- PROBLEM DETAILS
Quote all of the data that follows exactly as written, skipping the images.

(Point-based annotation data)
§
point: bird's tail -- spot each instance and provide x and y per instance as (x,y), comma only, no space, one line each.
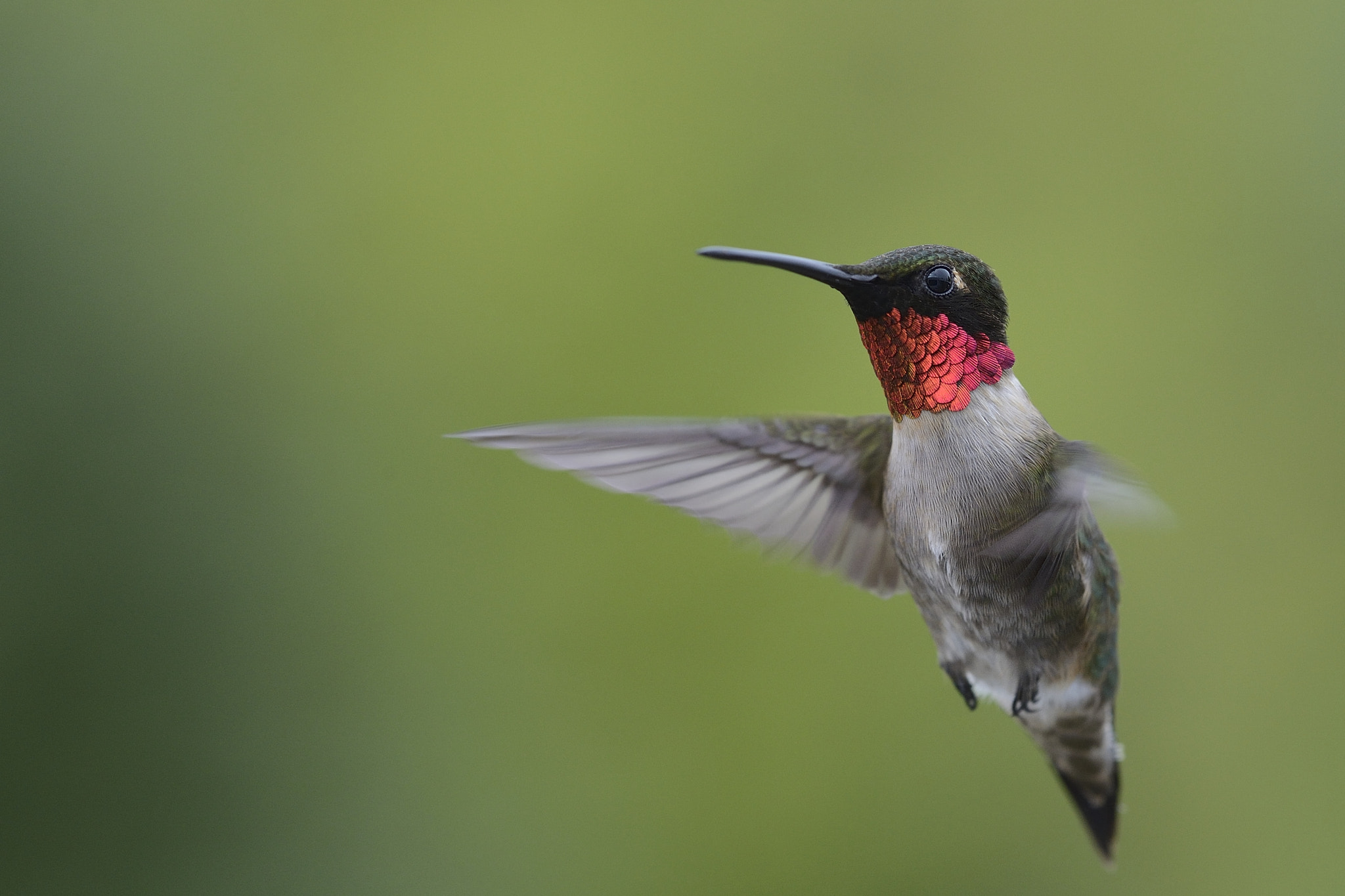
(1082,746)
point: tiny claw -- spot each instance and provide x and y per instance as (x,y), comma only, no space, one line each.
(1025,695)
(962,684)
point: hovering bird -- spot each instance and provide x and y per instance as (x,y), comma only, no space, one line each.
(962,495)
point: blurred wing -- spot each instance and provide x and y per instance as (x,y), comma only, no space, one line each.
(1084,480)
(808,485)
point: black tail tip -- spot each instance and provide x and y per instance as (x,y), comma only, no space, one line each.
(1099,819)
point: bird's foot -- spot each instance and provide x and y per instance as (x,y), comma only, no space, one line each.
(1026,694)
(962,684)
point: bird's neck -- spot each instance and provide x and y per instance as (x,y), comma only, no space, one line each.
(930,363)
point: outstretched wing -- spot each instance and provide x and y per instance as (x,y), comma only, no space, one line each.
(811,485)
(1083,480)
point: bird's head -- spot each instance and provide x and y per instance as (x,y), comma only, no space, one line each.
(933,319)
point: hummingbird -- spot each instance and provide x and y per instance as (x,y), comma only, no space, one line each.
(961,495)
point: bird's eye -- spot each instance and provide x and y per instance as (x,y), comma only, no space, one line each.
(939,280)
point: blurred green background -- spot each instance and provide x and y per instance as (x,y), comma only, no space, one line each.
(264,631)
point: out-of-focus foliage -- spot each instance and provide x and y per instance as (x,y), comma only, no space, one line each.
§
- THE RESPONSE
point: bird's tail -- spot each instance and provide x and y per instance as (x,y), comma only, no space, one line each.
(1082,746)
point: tiny claw -- spot each instance and provide x and y per instance as (x,y), comma only, no space, one line each.
(1025,695)
(962,684)
point: hovering bird -- spot each instance and provide x and y per instance as (x,y), comma only, no space, one line each.
(962,495)
point: blurred wing -- spot each instance and provide x and y per instance as (x,y), comma only, no space, one line each.
(1084,480)
(808,485)
point: black tail tip -- spot each instance and provide x and y per instance as (x,y), comma only, no space, one line each.
(1099,819)
point: bird's foot -- spot each instance and provide x and y per instance as (x,y), comma only, no space, one line each.
(1026,694)
(962,684)
point: bird's neck -- spot each instance and provide x and y per instance as (x,y), comma only, no space, one line each.
(930,363)
point: outstretched wing -- spot each instance and provide x and y per instance as (x,y), comma only, no space, one line each.
(811,485)
(1083,480)
point: bird's head -- spot each instance and provide x and y per instance as (x,y), comma only, no space, one line each.
(933,319)
point: hummingbird -- spot each instance and provide x and y per instance as (x,y), comma only, no space, one line each.
(961,495)
point: bird's eye -- spot each instance and provide x and y per instance as (x,y), comma only, no space, one line each.
(939,280)
point: blurred green background -- spot each instance and provide x and y per instance as (x,y), comma only, no space, one line each.
(264,631)
point: out-of-focus foliage -- spot each instance and provide x and y per instance as (x,y), comma only, no space, one line each.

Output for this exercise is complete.